→ Data excerpts:
********

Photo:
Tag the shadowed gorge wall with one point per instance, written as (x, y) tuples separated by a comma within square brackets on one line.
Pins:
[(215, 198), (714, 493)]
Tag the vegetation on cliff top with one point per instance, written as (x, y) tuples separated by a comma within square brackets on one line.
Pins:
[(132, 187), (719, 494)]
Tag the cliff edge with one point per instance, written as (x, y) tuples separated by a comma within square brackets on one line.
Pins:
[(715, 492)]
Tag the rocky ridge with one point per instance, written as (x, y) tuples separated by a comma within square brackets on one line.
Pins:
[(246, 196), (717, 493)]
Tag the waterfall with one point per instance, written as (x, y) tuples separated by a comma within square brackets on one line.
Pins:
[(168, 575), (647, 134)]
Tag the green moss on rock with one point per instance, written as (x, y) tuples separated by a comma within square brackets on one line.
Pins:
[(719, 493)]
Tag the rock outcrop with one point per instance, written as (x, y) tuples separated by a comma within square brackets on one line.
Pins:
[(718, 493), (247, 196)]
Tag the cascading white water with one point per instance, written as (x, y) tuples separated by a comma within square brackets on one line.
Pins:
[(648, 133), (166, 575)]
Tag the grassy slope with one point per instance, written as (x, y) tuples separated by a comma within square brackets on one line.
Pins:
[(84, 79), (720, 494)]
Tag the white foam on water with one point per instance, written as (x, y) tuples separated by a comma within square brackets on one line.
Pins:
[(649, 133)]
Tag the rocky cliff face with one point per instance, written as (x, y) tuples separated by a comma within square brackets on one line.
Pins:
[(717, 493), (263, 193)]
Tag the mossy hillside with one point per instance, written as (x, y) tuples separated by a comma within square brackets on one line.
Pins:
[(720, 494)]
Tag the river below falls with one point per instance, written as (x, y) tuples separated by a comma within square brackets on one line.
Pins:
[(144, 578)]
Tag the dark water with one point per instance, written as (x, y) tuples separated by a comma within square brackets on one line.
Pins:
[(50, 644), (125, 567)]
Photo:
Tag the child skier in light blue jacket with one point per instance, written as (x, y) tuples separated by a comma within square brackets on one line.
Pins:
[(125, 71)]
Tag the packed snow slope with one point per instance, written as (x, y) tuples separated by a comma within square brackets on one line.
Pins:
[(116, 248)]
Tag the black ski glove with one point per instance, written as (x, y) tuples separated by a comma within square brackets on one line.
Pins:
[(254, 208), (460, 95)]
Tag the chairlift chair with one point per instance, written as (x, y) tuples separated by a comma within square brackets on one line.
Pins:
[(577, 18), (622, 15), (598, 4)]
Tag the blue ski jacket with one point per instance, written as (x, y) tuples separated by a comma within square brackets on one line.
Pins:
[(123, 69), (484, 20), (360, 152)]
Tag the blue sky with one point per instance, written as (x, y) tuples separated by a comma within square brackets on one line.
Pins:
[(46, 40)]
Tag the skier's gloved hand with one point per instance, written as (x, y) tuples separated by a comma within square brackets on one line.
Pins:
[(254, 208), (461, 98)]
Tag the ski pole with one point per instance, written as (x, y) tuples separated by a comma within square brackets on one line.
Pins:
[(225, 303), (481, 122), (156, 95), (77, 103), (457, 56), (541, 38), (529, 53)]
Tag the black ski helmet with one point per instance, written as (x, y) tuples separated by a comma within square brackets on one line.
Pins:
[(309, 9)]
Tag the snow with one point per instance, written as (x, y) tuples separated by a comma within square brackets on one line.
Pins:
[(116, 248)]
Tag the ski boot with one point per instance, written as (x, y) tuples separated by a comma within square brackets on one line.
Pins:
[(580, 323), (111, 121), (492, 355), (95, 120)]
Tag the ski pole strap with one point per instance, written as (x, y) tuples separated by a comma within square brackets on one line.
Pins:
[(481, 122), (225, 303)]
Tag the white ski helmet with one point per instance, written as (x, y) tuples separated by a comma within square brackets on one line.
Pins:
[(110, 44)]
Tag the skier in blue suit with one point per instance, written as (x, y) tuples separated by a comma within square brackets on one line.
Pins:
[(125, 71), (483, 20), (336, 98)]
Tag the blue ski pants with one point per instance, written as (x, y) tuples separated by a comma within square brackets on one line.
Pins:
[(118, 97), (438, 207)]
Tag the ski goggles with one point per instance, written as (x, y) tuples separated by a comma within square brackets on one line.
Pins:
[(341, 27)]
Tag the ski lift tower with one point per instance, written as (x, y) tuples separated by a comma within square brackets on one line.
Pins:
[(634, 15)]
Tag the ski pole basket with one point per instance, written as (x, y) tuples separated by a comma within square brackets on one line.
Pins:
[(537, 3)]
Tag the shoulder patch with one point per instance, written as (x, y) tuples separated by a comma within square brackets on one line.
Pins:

********

Copy out the records from the line containing "Tag the rocky cliff" through the line containing "[(717, 493), (263, 193)]", both ends included, offsetting each x and y coordinate in the answers by -148 and leaving all other text unchanged.

Tag the rocky cliff face with one point per instance, written as (x, y) tuples separated by a comma within square brackets on one line.
Pins:
[(569, 345), (115, 45)]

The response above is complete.